--- Il compito ---
Ricopia senza modifiche il tratto dei record che va dall'inizio fino alla riga contenente "Trace the outline of every instance of the <item>black", quest'ultima compresa, e nient'altro.

+--

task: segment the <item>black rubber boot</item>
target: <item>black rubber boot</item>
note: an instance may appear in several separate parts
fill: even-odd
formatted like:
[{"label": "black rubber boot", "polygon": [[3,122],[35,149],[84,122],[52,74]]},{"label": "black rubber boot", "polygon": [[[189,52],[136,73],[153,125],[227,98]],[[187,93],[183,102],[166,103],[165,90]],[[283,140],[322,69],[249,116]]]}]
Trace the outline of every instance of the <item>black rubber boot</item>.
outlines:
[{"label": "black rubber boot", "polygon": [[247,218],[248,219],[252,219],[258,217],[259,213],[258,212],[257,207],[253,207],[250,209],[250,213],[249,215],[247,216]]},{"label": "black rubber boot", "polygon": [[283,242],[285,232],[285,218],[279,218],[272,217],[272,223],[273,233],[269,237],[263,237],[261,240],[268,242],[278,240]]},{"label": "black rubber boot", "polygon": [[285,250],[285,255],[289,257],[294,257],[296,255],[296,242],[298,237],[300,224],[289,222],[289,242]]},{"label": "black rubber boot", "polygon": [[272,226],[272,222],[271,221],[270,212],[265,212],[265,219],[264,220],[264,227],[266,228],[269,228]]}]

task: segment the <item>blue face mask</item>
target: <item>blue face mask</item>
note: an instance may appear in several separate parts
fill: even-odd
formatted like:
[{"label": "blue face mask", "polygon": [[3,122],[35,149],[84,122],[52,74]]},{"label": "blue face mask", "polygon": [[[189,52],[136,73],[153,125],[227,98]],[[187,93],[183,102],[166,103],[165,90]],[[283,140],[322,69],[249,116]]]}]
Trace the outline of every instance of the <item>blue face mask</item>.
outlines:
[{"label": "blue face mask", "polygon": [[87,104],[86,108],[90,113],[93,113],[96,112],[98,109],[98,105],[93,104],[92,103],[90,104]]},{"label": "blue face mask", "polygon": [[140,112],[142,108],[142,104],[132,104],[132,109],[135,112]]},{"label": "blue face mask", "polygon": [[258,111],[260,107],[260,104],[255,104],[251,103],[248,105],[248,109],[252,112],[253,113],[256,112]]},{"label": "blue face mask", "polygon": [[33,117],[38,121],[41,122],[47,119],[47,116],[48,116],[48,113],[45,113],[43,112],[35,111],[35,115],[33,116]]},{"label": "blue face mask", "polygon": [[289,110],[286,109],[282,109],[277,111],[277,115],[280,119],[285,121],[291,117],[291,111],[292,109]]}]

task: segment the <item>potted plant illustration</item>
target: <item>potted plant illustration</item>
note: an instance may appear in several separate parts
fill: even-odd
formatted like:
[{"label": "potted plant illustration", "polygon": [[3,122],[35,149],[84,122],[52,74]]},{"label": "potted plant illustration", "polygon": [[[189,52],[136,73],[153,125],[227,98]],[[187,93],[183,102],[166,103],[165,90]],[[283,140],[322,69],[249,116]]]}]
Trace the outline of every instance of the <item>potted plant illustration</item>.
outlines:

+--

--- Risultato finale ---
task: segment the <item>black rubber boot</item>
target: <item>black rubber boot</item>
note: an instance may appear in several separate parts
fill: even-odd
formatted like:
[{"label": "black rubber boot", "polygon": [[3,122],[35,149],[84,122],[52,74]]},{"label": "black rubber boot", "polygon": [[[189,52],[136,73],[153,125],[227,98]],[[187,93],[183,102],[166,103],[165,90]],[[283,140],[322,69],[249,116]]]}]
Trace the outline of every instance of the <item>black rubber boot</item>.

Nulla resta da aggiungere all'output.